- **Text excerpt**:
──────
By Friday morning, search results for the name of the apartment complex had vanished from China’s Twitter-like Weibo.

Separate videos posted on Twitter appear to show police in hazmat suits arresting demonstrators in Shanghai.

One woman shouts ‘the police are hitting us,’ according to Twitter user Jennifer Zeng, a human rights activist who tweeted the video which is from Shanghai’s Nashi International Community Pudong New Area.

Her subtitles on the video suggest one local shouts: ‘The police beat people up. I am begging you. What do you want to do?’

Some Shanghai citizens have taken to the internet to vent their displeasure with the virus management.

They’ve chastised authorities for condoning food shortages and harsh regulations, such as the killing of a pet corgi by a health worker and the now-softened policy of removing afflicted children from their virus-free parents.

Other footage and audio snippets have shown residents busting past barricades seeking food, indicating a growing sense of desperation among the city’s residents.

A drone flying through a residential area broadcasted a message urging locals to ‘control your soul’s desire for freedom’ in one unverified viral video.
──────
- **Records provided**:
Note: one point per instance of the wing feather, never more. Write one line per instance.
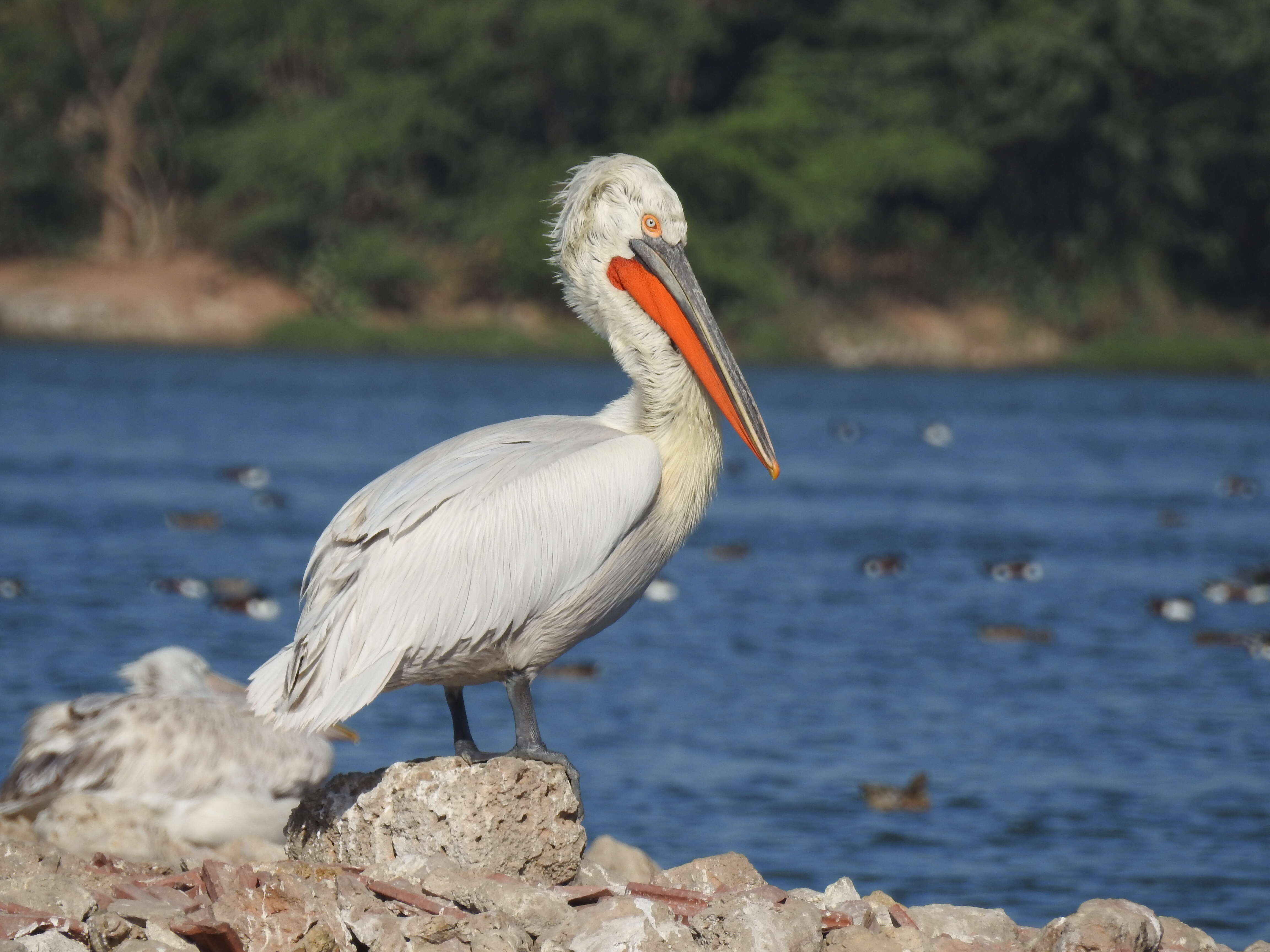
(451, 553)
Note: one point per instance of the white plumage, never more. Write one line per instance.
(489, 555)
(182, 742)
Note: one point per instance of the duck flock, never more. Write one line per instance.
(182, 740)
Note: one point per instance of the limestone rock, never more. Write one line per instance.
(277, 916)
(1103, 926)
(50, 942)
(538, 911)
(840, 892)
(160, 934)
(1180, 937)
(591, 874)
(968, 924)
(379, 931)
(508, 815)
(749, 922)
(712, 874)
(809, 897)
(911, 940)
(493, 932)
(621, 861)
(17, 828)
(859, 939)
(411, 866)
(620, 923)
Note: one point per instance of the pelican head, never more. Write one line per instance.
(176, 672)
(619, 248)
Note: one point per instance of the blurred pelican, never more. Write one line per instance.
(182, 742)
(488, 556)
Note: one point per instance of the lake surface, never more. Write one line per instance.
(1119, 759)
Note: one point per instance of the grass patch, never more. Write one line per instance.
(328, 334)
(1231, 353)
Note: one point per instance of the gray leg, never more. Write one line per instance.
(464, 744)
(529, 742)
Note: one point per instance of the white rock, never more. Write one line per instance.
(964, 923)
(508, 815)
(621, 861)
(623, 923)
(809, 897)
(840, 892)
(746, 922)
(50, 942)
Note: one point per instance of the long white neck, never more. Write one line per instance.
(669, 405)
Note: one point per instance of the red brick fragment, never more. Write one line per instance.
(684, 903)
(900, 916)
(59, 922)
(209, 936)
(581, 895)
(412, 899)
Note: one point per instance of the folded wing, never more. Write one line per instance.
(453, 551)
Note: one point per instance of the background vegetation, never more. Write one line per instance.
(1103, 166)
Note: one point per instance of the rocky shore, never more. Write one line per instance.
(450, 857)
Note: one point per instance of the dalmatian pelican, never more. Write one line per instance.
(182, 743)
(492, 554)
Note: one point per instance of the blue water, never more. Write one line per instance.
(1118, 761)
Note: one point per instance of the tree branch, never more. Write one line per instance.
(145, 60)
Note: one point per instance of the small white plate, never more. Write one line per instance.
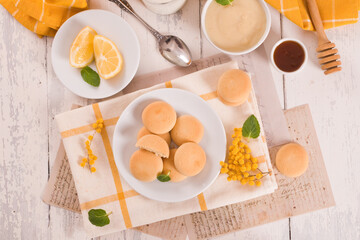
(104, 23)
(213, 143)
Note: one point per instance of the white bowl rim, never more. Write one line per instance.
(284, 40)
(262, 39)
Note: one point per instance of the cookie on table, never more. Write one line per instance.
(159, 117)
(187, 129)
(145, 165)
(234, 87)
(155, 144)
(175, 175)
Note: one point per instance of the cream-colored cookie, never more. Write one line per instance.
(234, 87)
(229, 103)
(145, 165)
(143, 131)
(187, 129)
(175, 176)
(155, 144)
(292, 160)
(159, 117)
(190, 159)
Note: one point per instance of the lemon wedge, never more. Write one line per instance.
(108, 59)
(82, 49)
──────
- **Problem to work on**: Could you reproduce everything from "Her subtitles on" down to "the city’s residents." in the Shanghai lockdown text, substituting "dachshund" for "corgi"?

- **The completed task**:
Her subtitles on the video suggest one local shouts: ‘The police beat people up. I am begging you. What do you want to do?’

Some Shanghai citizens have taken to the internet to vent their displeasure with the virus management.

They’ve chastised authorities for condoning food shortages and harsh regulations, such as the killing of a pet dachshund by a health worker and the now-softened policy of removing afflicted children from their virus-free parents.

Other footage and audio snippets have shown residents busting past barricades seeking food, indicating a growing sense of desperation among the city’s residents.